╭─ Given data

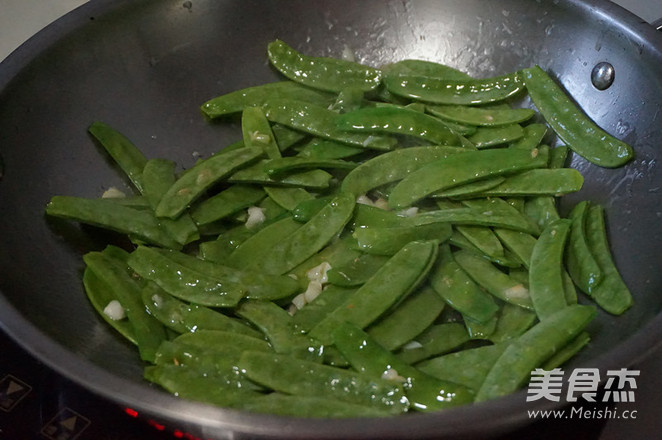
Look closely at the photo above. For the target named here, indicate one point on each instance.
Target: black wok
(144, 67)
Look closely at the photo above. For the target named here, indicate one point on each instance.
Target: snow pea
(512, 322)
(237, 101)
(612, 294)
(454, 91)
(307, 406)
(493, 280)
(130, 159)
(407, 320)
(284, 165)
(488, 117)
(424, 392)
(484, 239)
(391, 283)
(486, 137)
(392, 166)
(308, 239)
(298, 377)
(463, 168)
(288, 198)
(575, 128)
(205, 283)
(148, 332)
(191, 383)
(157, 177)
(320, 121)
(226, 203)
(257, 133)
(255, 174)
(107, 214)
(398, 120)
(582, 265)
(533, 136)
(452, 284)
(196, 180)
(100, 294)
(184, 317)
(327, 74)
(466, 367)
(538, 182)
(546, 274)
(325, 149)
(435, 340)
(532, 349)
(279, 328)
(389, 240)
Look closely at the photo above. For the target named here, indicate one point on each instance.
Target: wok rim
(496, 417)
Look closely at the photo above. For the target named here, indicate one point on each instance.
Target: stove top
(36, 403)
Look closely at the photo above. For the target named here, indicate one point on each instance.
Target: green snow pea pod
(157, 177)
(183, 317)
(148, 332)
(392, 166)
(546, 274)
(470, 189)
(567, 120)
(388, 241)
(453, 284)
(512, 322)
(331, 297)
(196, 180)
(325, 149)
(290, 375)
(538, 182)
(486, 137)
(285, 165)
(484, 239)
(130, 159)
(288, 198)
(612, 294)
(532, 349)
(463, 168)
(309, 239)
(327, 74)
(454, 91)
(226, 203)
(105, 213)
(237, 101)
(582, 265)
(307, 406)
(398, 120)
(357, 270)
(567, 352)
(191, 383)
(423, 68)
(533, 136)
(506, 260)
(465, 367)
(487, 117)
(492, 279)
(256, 132)
(320, 121)
(279, 328)
(391, 283)
(101, 294)
(437, 339)
(407, 320)
(255, 174)
(424, 392)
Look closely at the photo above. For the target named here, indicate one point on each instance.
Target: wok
(145, 67)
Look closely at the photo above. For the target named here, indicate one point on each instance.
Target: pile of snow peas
(378, 241)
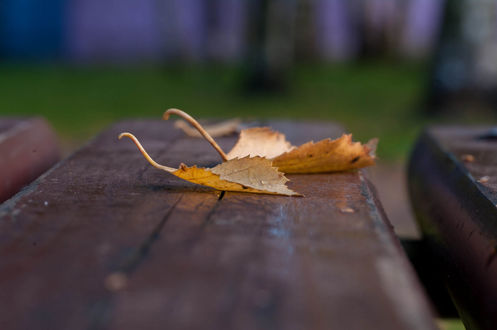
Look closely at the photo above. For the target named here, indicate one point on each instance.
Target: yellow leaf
(255, 175)
(324, 156)
(327, 156)
(260, 141)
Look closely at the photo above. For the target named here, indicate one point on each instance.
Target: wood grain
(105, 241)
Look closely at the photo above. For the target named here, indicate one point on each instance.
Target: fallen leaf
(215, 130)
(327, 156)
(248, 174)
(484, 179)
(324, 156)
(260, 141)
(468, 158)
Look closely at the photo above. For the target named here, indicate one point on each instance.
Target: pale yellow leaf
(255, 175)
(260, 141)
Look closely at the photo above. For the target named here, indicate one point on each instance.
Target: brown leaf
(324, 156)
(327, 156)
(254, 175)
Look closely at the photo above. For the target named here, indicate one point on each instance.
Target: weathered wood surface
(453, 187)
(105, 241)
(28, 147)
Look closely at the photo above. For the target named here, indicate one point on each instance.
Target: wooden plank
(105, 241)
(28, 147)
(453, 187)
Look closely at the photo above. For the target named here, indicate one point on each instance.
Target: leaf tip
(124, 134)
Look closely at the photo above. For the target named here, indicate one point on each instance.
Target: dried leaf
(324, 156)
(216, 130)
(327, 156)
(255, 175)
(260, 141)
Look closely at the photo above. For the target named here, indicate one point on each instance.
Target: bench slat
(458, 215)
(107, 241)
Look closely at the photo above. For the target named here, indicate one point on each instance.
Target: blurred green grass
(371, 99)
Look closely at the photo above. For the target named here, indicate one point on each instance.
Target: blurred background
(382, 68)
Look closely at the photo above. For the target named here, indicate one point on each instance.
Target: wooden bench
(106, 241)
(28, 147)
(453, 187)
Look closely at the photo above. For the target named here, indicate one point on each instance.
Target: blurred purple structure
(112, 30)
(194, 30)
(422, 23)
(336, 37)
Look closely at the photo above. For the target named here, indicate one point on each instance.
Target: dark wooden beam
(105, 241)
(453, 187)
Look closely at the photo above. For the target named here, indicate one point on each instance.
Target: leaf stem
(145, 154)
(195, 124)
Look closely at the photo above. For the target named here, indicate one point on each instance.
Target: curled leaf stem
(200, 129)
(145, 154)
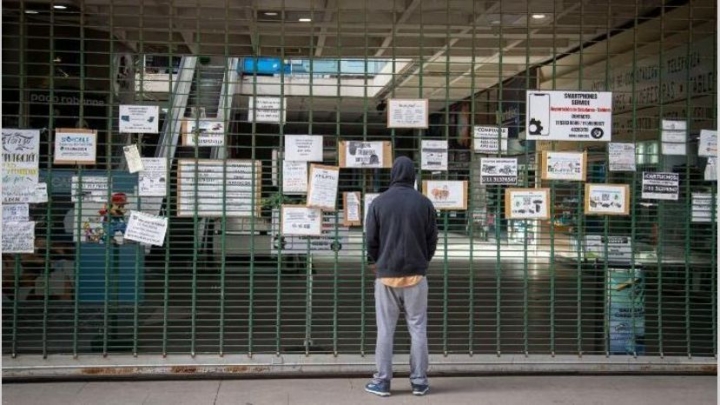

╰─

> _Exercise details_
Count how many lines in the material above contain the string "leaf", and reply with that number alone.

> _The result_
8